-- INSTRUCTION --
Please output the records below in full, exactly as given, but without the images.

(Location annotation dataset excerpts)
****************************************
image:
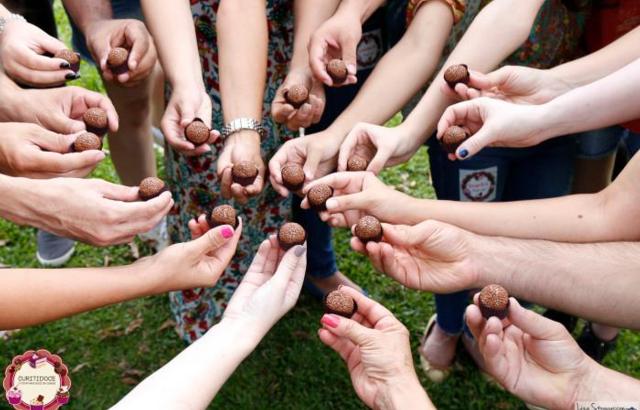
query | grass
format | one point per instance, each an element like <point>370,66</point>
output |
<point>111,349</point>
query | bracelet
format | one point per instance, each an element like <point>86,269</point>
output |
<point>11,17</point>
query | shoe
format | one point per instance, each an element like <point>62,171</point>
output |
<point>53,250</point>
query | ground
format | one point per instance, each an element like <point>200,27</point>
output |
<point>109,350</point>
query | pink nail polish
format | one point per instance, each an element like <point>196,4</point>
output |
<point>330,320</point>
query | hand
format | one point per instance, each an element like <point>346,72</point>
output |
<point>310,112</point>
<point>375,347</point>
<point>30,151</point>
<point>316,153</point>
<point>22,49</point>
<point>494,123</point>
<point>337,37</point>
<point>186,104</point>
<point>516,84</point>
<point>59,109</point>
<point>93,211</point>
<point>198,263</point>
<point>387,146</point>
<point>103,35</point>
<point>270,288</point>
<point>533,357</point>
<point>431,256</point>
<point>240,146</point>
<point>356,194</point>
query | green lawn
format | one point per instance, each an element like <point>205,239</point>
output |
<point>111,349</point>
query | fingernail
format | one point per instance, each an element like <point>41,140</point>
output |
<point>227,232</point>
<point>330,320</point>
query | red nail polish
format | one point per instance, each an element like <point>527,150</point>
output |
<point>330,320</point>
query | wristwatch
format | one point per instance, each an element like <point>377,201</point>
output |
<point>10,17</point>
<point>243,123</point>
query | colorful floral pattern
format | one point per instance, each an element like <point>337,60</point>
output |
<point>194,182</point>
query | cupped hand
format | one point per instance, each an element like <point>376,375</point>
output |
<point>316,153</point>
<point>430,256</point>
<point>22,52</point>
<point>533,357</point>
<point>270,288</point>
<point>308,113</point>
<point>104,35</point>
<point>28,150</point>
<point>375,347</point>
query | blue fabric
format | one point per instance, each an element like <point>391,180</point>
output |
<point>498,174</point>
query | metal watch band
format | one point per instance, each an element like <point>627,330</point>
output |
<point>10,17</point>
<point>243,124</point>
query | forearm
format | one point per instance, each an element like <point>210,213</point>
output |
<point>86,12</point>
<point>208,362</point>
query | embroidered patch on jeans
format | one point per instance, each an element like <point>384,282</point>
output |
<point>478,185</point>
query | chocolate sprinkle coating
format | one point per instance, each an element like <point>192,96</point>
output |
<point>223,215</point>
<point>197,132</point>
<point>339,303</point>
<point>150,188</point>
<point>368,229</point>
<point>297,95</point>
<point>290,235</point>
<point>318,196</point>
<point>292,176</point>
<point>455,74</point>
<point>337,70</point>
<point>494,301</point>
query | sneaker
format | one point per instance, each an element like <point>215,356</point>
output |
<point>53,250</point>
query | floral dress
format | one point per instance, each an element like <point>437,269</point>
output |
<point>194,181</point>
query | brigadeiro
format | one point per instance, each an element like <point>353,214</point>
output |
<point>337,70</point>
<point>151,187</point>
<point>117,60</point>
<point>369,229</point>
<point>494,301</point>
<point>297,95</point>
<point>339,303</point>
<point>455,74</point>
<point>357,163</point>
<point>223,215</point>
<point>70,57</point>
<point>318,195</point>
<point>452,138</point>
<point>86,142</point>
<point>96,121</point>
<point>244,173</point>
<point>197,132</point>
<point>292,176</point>
<point>290,235</point>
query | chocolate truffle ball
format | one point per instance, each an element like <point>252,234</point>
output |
<point>223,215</point>
<point>244,173</point>
<point>197,132</point>
<point>117,60</point>
<point>292,176</point>
<point>151,187</point>
<point>455,74</point>
<point>494,301</point>
<point>368,229</point>
<point>337,70</point>
<point>290,235</point>
<point>70,57</point>
<point>338,302</point>
<point>357,163</point>
<point>96,121</point>
<point>452,138</point>
<point>297,95</point>
<point>318,195</point>
<point>85,142</point>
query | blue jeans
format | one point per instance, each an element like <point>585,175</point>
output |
<point>498,174</point>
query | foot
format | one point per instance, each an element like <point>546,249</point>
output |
<point>53,250</point>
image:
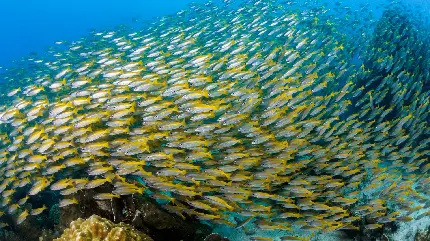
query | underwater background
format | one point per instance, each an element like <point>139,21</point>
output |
<point>214,120</point>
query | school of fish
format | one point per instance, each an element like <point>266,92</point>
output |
<point>260,110</point>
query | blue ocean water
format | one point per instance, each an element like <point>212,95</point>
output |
<point>33,26</point>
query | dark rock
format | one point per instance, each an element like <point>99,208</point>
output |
<point>215,237</point>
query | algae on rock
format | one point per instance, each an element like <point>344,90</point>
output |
<point>96,228</point>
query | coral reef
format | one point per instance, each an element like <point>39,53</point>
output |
<point>96,228</point>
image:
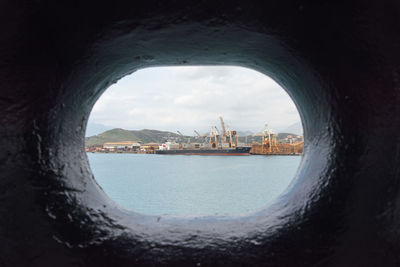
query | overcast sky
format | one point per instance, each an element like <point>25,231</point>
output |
<point>192,98</point>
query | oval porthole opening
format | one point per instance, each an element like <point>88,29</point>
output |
<point>190,110</point>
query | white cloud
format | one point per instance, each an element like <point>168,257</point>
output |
<point>188,98</point>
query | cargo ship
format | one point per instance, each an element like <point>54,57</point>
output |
<point>215,144</point>
<point>237,151</point>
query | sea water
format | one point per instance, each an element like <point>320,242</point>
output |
<point>181,185</point>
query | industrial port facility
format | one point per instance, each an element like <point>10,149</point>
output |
<point>216,142</point>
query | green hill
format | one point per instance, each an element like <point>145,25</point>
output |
<point>141,136</point>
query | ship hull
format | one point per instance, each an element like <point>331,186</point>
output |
<point>239,151</point>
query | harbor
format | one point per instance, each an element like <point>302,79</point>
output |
<point>224,142</point>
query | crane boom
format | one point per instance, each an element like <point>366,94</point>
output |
<point>222,125</point>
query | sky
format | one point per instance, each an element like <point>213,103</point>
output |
<point>193,98</point>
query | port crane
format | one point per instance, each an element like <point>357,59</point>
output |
<point>228,136</point>
<point>183,136</point>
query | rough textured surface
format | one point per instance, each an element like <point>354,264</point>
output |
<point>339,62</point>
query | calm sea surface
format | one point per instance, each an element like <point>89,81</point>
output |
<point>193,185</point>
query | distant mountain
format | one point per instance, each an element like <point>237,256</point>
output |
<point>141,136</point>
<point>295,128</point>
<point>96,128</point>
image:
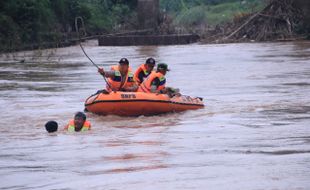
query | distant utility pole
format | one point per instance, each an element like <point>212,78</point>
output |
<point>148,14</point>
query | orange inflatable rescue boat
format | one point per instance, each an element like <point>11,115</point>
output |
<point>139,103</point>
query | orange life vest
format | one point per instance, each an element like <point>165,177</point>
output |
<point>142,69</point>
<point>147,83</point>
<point>71,128</point>
<point>116,81</point>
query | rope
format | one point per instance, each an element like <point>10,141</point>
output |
<point>78,32</point>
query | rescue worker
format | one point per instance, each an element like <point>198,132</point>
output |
<point>51,126</point>
<point>79,123</point>
<point>120,77</point>
<point>155,82</point>
<point>144,70</point>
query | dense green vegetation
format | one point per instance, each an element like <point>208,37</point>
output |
<point>27,22</point>
<point>207,12</point>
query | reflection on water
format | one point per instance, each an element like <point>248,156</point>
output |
<point>252,134</point>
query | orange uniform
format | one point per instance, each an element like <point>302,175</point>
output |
<point>147,84</point>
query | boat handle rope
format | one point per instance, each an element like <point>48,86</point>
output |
<point>78,33</point>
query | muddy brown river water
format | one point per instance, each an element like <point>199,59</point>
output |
<point>254,132</point>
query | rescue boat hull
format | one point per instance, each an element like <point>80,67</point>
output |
<point>139,103</point>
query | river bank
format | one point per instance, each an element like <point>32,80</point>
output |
<point>252,134</point>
****************************************
-- SOLUTION FOR THIS TASK --
image:
query | grass
format | one point per instance, each an element like <point>370,66</point>
output |
<point>111,349</point>
query | bracelet
format | one point per instance, each an element like <point>86,269</point>
output |
<point>11,17</point>
query | shoe
format | one point per instance, each an element like <point>62,171</point>
output |
<point>53,250</point>
query | ground
format | one point per instance, each an element like <point>200,27</point>
output |
<point>109,350</point>
query | pink nail polish
format | one point per instance, each an element like <point>196,4</point>
output |
<point>330,320</point>
query | hand
format | one point per instance, each an element like <point>346,72</point>
output |
<point>310,112</point>
<point>375,347</point>
<point>30,151</point>
<point>316,153</point>
<point>22,49</point>
<point>494,123</point>
<point>337,37</point>
<point>186,104</point>
<point>516,84</point>
<point>59,109</point>
<point>93,211</point>
<point>198,263</point>
<point>387,146</point>
<point>103,35</point>
<point>270,288</point>
<point>533,357</point>
<point>431,256</point>
<point>240,146</point>
<point>356,194</point>
query | green lawn
format | one point per instance, each an element like <point>205,239</point>
output |
<point>111,349</point>
query | fingernail
format | one point per instance, each an element like <point>41,140</point>
output |
<point>227,232</point>
<point>330,320</point>
query | red nail polish
format | one point per instance, each an element like <point>527,150</point>
output |
<point>330,320</point>
query | wristwatch
format | one point per instance, each an element like <point>377,201</point>
output |
<point>10,17</point>
<point>243,123</point>
query | colorful floral pattern
format | one point per instance, each an element like <point>337,60</point>
output |
<point>194,182</point>
query | cupped hand
format | one point per instance, each an element like <point>376,375</point>
output |
<point>316,153</point>
<point>430,256</point>
<point>22,52</point>
<point>533,357</point>
<point>270,288</point>
<point>308,113</point>
<point>104,35</point>
<point>28,150</point>
<point>375,347</point>
query | blue fabric
format | one point per instance, each an element like <point>391,180</point>
output |
<point>498,174</point>
query | metal watch band
format | one point per instance, each an element like <point>627,330</point>
output |
<point>10,17</point>
<point>243,124</point>
query | forearm
format | one point per instance, each an element like <point>210,213</point>
output |
<point>86,12</point>
<point>208,362</point>
query | embroidered patch on jeans
format | one point per instance, each an element like <point>384,282</point>
output |
<point>478,185</point>
query | chocolate sprinkle coating
format | one point per instance, each an element like <point>192,96</point>
output |
<point>223,215</point>
<point>197,132</point>
<point>339,303</point>
<point>150,188</point>
<point>368,229</point>
<point>297,95</point>
<point>290,235</point>
<point>318,196</point>
<point>292,176</point>
<point>455,74</point>
<point>337,70</point>
<point>494,301</point>
query | sneaker
format | one point per instance, each an element like <point>215,356</point>
output |
<point>53,250</point>
query | floral dress
format | one point per instance, each an element like <point>437,269</point>
output |
<point>194,181</point>
query | brigadeiro
format | one point per instance, each an element like <point>353,214</point>
output |
<point>337,70</point>
<point>151,187</point>
<point>117,60</point>
<point>369,229</point>
<point>494,301</point>
<point>297,95</point>
<point>339,303</point>
<point>455,74</point>
<point>357,163</point>
<point>223,215</point>
<point>70,57</point>
<point>318,195</point>
<point>452,138</point>
<point>86,142</point>
<point>96,121</point>
<point>244,173</point>
<point>197,132</point>
<point>292,176</point>
<point>290,235</point>
query | chocolate truffle ball
format | one point per instance, each an element like <point>252,234</point>
output |
<point>223,215</point>
<point>244,173</point>
<point>197,132</point>
<point>117,60</point>
<point>292,176</point>
<point>151,187</point>
<point>455,74</point>
<point>494,301</point>
<point>368,229</point>
<point>337,70</point>
<point>290,235</point>
<point>70,57</point>
<point>338,302</point>
<point>357,163</point>
<point>96,121</point>
<point>452,138</point>
<point>297,95</point>
<point>318,195</point>
<point>85,142</point>
query | blue jeans
format | one point per instance, each an element like <point>585,175</point>
output |
<point>498,174</point>
query | foot
format | one point per instance, each an element like <point>546,249</point>
output |
<point>53,250</point>
image:
query | underwater background
format | one point per instance, each an element like <point>139,21</point>
output |
<point>214,120</point>
query | school of fish
format | one point per instance, each an element like <point>266,92</point>
output |
<point>260,110</point>
query | blue ocean water
format | one point per instance, each an element like <point>212,95</point>
output |
<point>33,26</point>
query | dark rock
format | one point per instance, each an element like <point>99,208</point>
output |
<point>215,237</point>
query | algae on rock
format | one point per instance, each an element like <point>344,90</point>
output |
<point>96,228</point>
query | coral reef
format | one point per instance, each an element like <point>39,53</point>
output |
<point>96,228</point>
image:
query | overcast sky
format | one point per instance, each an element like <point>25,231</point>
output |
<point>192,98</point>
query | oval porthole opening
format | one point per instance, each an element like <point>88,29</point>
output |
<point>190,110</point>
query | white cloud
format | one point per instance, each an element like <point>168,257</point>
output |
<point>188,98</point>
query | cargo ship
format | one point per instance, each an element like <point>54,57</point>
output |
<point>215,144</point>
<point>237,151</point>
query | sea water
format | one point per instance, each an element like <point>320,242</point>
output |
<point>181,185</point>
query | industrial port facility
format | one point per instance, each an element like <point>10,149</point>
output |
<point>216,142</point>
query | green hill
format | one point per instance, each an element like <point>145,25</point>
output |
<point>141,136</point>
query | ship hull
format | one point per instance, each an element like <point>331,186</point>
output |
<point>239,151</point>
query | harbor
format | one point per instance, each an element like <point>302,79</point>
output |
<point>224,142</point>
query | crane boom
format | one point per instance, each an element like <point>366,94</point>
output |
<point>222,125</point>
query | sky
format | one point per instance, each an element like <point>213,103</point>
output |
<point>193,98</point>
query | port crane
format | one point per instance, each an element like <point>357,59</point>
output |
<point>228,136</point>
<point>183,136</point>
query | rough textured surface
format | one point per instance, each an element like <point>354,264</point>
output |
<point>339,62</point>
query | calm sea surface
format | one point per instance, each an element like <point>89,81</point>
output |
<point>193,185</point>
query | distant mountain
format | one point per instance, each an element like <point>237,256</point>
output |
<point>141,136</point>
<point>295,128</point>
<point>96,128</point>
image:
query | distant utility pole
format | one point per instance, each an element like <point>212,78</point>
output |
<point>148,14</point>
query | orange inflatable rescue boat
format | one point per instance, each an element like <point>11,115</point>
output |
<point>139,103</point>
query | orange life vest
format | one point per instance, each an element like <point>165,177</point>
output |
<point>142,69</point>
<point>147,83</point>
<point>71,128</point>
<point>116,81</point>
query | rope
format | one point per instance, each an element like <point>10,141</point>
output |
<point>78,32</point>
query | rescue worker
format | one point per instance, each an element like <point>198,132</point>
output |
<point>51,126</point>
<point>79,123</point>
<point>120,77</point>
<point>155,82</point>
<point>144,70</point>
query | dense green vegetation
format | one point per instance, each an element like <point>208,37</point>
output |
<point>27,22</point>
<point>207,12</point>
query | reflection on water
format | one point per instance, each an element like <point>248,156</point>
output |
<point>252,134</point>
query | orange uniform
format | one point per instance, each an element like <point>302,175</point>
output |
<point>147,84</point>
query | boat handle rope
format | one point per instance, each an element like <point>48,86</point>
output |
<point>78,33</point>
query | muddy brown river water
format | one point per instance, each an element like <point>199,59</point>
output |
<point>254,132</point>
query | rescue boat hull
format | one point per instance, each an element like <point>80,67</point>
output |
<point>139,103</point>
query | river bank
format | one point per instance, each an element like <point>32,80</point>
output |
<point>252,134</point>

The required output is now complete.